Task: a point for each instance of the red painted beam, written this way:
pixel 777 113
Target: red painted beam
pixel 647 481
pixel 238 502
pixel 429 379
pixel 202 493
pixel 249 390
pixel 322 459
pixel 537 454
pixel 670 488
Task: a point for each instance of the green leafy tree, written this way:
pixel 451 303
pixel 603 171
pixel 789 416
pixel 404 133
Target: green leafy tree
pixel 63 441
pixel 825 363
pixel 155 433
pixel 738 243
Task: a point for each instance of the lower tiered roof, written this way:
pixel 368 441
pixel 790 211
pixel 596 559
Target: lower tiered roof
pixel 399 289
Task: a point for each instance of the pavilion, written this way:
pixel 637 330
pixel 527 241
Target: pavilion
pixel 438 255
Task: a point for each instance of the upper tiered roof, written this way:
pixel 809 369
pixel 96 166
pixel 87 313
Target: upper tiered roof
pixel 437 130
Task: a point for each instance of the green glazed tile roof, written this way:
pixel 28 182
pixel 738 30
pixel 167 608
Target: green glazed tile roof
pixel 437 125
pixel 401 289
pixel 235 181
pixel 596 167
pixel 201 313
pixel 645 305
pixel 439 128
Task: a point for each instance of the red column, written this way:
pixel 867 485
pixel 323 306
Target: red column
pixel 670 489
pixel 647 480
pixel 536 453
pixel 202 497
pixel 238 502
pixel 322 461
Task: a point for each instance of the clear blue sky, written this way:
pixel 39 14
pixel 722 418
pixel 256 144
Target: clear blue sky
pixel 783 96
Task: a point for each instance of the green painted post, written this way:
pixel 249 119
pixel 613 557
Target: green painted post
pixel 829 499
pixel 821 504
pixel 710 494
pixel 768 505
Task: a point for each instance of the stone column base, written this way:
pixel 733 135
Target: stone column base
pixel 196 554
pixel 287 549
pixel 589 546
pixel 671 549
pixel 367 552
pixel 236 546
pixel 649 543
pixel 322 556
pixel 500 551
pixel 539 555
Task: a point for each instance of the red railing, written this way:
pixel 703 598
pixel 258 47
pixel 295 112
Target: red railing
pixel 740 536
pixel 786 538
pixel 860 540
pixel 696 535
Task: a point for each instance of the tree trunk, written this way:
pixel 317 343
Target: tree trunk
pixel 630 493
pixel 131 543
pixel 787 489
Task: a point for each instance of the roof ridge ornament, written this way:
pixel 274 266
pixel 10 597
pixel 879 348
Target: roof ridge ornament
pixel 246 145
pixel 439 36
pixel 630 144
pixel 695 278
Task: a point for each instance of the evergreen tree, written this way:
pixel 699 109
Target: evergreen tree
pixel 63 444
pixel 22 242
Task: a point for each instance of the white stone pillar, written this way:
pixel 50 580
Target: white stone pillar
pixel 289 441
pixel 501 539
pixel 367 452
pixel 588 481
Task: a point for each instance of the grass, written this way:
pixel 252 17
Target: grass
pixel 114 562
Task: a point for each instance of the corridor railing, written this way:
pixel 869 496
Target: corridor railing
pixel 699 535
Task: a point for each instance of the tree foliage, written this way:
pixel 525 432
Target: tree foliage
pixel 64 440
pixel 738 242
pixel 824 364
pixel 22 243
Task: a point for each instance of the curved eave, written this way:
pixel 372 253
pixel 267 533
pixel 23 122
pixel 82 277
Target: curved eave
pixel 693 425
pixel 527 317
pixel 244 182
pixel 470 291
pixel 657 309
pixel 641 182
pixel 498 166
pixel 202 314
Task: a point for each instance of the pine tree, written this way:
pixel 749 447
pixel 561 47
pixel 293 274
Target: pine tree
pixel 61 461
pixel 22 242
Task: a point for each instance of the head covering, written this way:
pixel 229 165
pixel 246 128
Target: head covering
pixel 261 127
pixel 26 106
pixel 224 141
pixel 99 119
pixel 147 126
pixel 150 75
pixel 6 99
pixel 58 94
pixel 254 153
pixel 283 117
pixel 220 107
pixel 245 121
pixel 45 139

Task objective | For the lines above, output exactly those from the line containing "pixel 596 559" through the line containing "pixel 809 369", and skip the others.

Output below |
pixel 596 559
Target: lower tiered roof
pixel 399 289
Task: a point for each instance of the pavilion, written this way:
pixel 637 330
pixel 527 241
Target: pavilion
pixel 438 255
Task: a point for each instance of the upper tiered roof, written this way:
pixel 809 369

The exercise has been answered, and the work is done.